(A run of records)
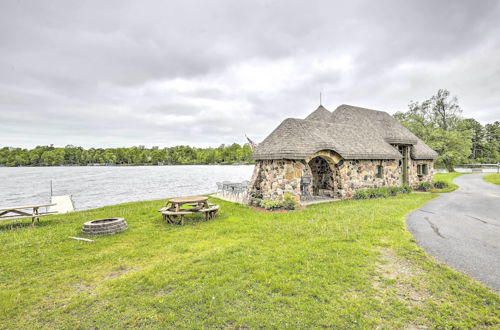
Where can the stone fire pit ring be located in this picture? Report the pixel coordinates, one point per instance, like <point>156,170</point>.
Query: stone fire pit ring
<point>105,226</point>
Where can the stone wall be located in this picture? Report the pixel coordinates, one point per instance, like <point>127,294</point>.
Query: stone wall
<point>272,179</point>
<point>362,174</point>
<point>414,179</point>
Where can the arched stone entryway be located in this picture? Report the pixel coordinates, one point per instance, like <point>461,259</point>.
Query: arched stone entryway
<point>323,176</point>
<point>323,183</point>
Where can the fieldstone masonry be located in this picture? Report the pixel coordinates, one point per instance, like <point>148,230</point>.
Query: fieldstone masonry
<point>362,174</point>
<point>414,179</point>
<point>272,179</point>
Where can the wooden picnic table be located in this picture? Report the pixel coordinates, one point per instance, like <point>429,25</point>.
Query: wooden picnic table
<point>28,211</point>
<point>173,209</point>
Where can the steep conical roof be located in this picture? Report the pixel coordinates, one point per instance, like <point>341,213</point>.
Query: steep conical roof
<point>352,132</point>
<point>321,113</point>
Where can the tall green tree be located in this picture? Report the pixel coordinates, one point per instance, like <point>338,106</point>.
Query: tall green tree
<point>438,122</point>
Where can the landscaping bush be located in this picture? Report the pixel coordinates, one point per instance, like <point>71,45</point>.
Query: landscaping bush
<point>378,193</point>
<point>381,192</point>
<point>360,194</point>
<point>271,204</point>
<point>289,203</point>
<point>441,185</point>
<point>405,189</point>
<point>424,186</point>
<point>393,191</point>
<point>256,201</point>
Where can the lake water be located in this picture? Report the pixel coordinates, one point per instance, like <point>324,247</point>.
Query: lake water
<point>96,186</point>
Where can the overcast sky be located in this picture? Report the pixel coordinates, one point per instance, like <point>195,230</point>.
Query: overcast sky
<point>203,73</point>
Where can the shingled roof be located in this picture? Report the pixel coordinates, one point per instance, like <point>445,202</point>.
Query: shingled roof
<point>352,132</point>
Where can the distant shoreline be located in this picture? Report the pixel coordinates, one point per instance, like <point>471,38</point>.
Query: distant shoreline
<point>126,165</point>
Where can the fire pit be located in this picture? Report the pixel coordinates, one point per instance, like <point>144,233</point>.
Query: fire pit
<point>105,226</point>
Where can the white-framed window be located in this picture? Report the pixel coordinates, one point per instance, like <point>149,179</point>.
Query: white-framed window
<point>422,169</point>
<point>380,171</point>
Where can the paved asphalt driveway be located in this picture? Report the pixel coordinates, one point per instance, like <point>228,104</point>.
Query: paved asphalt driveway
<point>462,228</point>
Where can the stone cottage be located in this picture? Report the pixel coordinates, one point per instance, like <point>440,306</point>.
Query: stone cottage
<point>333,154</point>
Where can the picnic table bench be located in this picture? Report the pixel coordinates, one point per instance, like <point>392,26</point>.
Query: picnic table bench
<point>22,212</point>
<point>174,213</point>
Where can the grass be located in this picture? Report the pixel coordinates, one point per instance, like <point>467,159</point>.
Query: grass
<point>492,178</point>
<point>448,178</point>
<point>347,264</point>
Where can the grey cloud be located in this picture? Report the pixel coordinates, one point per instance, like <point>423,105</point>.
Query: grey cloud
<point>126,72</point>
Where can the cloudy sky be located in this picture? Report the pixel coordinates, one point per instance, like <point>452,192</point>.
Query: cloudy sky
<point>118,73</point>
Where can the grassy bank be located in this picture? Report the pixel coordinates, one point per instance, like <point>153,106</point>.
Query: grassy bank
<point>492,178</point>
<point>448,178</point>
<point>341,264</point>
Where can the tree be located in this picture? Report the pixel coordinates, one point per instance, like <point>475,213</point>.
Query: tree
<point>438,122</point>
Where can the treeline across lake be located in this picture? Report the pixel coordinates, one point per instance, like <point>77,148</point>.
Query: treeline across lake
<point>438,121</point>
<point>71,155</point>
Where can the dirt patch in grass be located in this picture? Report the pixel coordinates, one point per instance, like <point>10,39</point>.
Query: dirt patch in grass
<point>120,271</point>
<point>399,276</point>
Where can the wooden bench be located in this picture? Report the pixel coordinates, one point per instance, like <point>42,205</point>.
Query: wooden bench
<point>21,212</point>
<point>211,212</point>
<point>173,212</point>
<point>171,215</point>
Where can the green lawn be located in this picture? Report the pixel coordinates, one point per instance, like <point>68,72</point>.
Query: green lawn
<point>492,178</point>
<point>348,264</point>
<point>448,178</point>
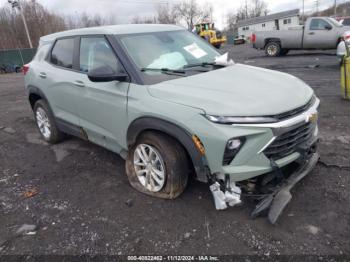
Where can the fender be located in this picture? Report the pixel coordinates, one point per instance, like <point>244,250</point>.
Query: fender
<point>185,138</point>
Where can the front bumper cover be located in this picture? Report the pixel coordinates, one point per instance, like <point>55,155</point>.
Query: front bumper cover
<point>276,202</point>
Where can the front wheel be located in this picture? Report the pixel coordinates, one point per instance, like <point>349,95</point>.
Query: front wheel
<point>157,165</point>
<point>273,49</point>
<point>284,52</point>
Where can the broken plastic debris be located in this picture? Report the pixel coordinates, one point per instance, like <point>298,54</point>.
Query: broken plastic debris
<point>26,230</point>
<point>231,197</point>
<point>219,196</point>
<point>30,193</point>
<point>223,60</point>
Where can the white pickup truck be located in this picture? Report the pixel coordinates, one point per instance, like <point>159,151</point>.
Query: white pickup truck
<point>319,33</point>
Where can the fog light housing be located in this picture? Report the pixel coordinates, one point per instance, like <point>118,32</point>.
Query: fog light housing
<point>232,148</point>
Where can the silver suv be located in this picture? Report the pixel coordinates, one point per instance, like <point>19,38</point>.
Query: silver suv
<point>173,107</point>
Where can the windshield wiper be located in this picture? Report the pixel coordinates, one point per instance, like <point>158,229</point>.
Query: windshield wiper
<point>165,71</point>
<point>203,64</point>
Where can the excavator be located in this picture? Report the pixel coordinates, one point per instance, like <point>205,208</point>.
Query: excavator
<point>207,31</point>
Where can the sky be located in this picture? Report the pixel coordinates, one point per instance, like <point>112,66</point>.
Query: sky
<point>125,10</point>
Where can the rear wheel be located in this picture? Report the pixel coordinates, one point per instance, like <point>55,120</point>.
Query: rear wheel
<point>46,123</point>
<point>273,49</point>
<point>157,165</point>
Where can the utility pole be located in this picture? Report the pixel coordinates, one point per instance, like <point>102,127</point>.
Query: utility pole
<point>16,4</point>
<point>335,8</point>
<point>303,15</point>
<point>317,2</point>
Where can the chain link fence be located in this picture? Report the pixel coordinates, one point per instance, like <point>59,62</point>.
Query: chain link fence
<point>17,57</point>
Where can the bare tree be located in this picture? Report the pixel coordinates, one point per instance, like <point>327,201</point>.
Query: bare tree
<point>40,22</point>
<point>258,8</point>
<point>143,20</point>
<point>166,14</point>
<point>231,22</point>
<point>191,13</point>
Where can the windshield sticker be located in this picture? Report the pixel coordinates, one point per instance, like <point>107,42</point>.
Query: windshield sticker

--

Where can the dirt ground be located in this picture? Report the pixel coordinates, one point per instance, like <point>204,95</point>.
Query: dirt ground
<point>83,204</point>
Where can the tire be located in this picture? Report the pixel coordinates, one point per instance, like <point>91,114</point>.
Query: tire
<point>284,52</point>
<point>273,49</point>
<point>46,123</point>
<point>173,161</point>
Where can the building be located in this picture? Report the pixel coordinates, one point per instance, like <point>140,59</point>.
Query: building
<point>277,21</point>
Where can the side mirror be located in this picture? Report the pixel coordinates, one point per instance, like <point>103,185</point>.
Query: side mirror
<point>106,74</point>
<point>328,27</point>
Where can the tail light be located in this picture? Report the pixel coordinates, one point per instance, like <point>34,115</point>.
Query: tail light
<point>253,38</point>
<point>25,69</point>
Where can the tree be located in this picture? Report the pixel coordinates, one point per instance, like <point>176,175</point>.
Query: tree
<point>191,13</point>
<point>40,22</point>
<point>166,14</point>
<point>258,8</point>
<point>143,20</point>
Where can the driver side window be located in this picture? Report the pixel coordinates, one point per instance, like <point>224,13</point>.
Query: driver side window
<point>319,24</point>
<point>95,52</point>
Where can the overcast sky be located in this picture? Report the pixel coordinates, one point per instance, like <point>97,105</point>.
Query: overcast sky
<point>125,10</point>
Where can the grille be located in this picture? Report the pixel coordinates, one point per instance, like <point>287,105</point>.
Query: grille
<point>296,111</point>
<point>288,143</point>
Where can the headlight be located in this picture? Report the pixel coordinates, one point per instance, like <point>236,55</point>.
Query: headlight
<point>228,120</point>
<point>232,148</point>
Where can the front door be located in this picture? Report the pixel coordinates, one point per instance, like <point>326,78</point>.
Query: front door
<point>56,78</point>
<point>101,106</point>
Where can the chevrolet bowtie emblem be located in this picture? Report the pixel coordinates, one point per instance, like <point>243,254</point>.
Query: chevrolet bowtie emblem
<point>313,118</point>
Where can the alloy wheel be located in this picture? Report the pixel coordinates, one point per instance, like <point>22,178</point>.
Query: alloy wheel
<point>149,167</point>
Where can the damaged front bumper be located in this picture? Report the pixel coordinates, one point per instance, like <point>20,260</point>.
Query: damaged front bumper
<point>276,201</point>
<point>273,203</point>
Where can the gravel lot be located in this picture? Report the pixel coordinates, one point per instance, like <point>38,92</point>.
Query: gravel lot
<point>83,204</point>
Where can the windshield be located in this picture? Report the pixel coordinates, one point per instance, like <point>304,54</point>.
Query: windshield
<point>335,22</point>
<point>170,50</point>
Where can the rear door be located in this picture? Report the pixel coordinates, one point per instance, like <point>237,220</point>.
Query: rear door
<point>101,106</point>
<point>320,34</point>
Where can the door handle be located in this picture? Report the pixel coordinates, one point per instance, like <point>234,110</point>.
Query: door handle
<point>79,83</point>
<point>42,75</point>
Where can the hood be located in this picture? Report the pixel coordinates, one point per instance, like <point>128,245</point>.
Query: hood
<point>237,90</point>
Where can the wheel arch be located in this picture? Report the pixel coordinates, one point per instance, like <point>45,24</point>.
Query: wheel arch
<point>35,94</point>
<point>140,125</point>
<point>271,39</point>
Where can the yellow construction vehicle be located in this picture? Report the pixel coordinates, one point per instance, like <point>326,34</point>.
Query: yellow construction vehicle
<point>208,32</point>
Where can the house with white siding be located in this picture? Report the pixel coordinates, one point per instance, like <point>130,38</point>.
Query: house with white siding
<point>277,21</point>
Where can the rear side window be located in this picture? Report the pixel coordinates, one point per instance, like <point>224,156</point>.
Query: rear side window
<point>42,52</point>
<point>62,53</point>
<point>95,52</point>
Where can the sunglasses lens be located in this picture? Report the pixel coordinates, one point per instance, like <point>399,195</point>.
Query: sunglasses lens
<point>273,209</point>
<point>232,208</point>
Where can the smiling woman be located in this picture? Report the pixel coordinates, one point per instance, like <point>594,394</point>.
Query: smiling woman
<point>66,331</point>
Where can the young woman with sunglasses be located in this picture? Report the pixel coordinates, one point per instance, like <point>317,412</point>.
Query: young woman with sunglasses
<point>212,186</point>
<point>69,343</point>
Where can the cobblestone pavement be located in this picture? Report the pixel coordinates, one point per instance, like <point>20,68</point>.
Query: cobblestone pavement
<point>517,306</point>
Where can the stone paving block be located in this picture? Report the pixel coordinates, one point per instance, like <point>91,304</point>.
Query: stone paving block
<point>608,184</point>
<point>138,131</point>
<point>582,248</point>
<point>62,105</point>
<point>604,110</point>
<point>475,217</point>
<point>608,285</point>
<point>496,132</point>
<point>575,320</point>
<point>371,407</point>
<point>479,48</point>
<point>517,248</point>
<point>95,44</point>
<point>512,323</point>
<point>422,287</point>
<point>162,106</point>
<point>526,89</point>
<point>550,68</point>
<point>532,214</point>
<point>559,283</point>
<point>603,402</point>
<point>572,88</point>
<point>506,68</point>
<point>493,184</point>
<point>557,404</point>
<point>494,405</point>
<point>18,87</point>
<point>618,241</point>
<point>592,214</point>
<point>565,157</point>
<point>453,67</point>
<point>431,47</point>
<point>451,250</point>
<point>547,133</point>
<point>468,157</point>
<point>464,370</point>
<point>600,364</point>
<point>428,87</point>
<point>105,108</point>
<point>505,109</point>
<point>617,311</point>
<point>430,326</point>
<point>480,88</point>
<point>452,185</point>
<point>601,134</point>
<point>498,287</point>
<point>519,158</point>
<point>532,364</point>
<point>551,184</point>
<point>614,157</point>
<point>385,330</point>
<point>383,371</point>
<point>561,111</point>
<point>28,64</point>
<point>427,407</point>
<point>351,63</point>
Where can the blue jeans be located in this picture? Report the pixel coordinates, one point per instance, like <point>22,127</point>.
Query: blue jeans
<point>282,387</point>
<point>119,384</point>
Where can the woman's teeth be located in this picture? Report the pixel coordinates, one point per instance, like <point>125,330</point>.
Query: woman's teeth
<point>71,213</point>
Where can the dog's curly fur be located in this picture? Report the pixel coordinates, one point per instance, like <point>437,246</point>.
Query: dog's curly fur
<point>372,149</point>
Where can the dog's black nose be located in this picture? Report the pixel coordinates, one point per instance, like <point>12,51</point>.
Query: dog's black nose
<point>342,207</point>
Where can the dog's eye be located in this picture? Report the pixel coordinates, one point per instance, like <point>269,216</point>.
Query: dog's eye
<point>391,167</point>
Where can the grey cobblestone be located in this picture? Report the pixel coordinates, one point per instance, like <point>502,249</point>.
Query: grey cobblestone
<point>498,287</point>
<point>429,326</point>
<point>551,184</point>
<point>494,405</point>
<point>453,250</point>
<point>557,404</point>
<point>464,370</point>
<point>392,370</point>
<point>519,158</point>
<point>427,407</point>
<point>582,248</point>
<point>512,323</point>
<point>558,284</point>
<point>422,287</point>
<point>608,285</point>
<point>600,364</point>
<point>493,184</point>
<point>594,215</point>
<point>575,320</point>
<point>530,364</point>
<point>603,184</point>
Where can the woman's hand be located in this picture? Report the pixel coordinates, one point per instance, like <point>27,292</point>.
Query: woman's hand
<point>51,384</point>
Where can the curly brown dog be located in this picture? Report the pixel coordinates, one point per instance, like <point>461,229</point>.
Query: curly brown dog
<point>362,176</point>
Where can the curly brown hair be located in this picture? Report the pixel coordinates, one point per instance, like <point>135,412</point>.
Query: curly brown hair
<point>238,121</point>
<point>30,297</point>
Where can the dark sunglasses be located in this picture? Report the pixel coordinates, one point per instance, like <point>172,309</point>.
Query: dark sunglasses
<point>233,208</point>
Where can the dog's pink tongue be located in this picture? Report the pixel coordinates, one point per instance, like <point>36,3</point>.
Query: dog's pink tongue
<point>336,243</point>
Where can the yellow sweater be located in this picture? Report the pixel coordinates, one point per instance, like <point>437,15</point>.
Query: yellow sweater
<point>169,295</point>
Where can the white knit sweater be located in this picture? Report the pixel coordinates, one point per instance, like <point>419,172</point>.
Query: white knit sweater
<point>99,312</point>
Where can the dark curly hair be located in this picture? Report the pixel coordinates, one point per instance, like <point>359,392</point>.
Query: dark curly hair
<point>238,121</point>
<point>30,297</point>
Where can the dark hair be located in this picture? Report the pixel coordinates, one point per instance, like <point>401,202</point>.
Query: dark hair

[Work to do]: Return the lines from the one containing "Where can the broken" through the one containing "<point>203,64</point>", reproduced verbatim with both end lines included.

[Solution to this exercise]:
Where can the broken plastic debris be located in this picture? Report the pixel coordinates, one point per instance, like <point>298,54</point>.
Query: broken plastic debris
<point>26,230</point>
<point>231,197</point>
<point>219,196</point>
<point>30,193</point>
<point>223,60</point>
Where can the white pickup truck be located in this picture? Report the pixel coordinates, one point per instance, like <point>159,151</point>.
Query: white pickup truck
<point>319,33</point>
Where can the fog light housing be located in this picture? Report the pixel coordinates, one point per instance, like <point>118,32</point>.
Query: fog light housing
<point>232,148</point>
Where can the silver suv be located in this picture? Report the pixel coordinates, one point per instance, like <point>19,38</point>.
Query: silver suv
<point>173,107</point>
Where can the windshield wiper be located in this picture? Report the pixel coordinates, one point per instance, like <point>158,229</point>.
Query: windshield wiper
<point>165,71</point>
<point>203,64</point>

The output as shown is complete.